Data items

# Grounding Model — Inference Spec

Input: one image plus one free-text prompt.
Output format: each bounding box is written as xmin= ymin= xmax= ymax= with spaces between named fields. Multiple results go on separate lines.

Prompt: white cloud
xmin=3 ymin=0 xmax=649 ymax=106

Stated task
Rewrite the records with "bounding box" renamed to "bbox", keeping everything else unchanged.

Problem solution
# Grounding Model — Inference Spec

Input: one image plus one free-text prompt.
Output format: each bbox is written as xmin= ymin= xmax= ymax= with spaces between named fields. Multiple results go on separate lines.

Prompt: white cloud
xmin=3 ymin=0 xmax=649 ymax=106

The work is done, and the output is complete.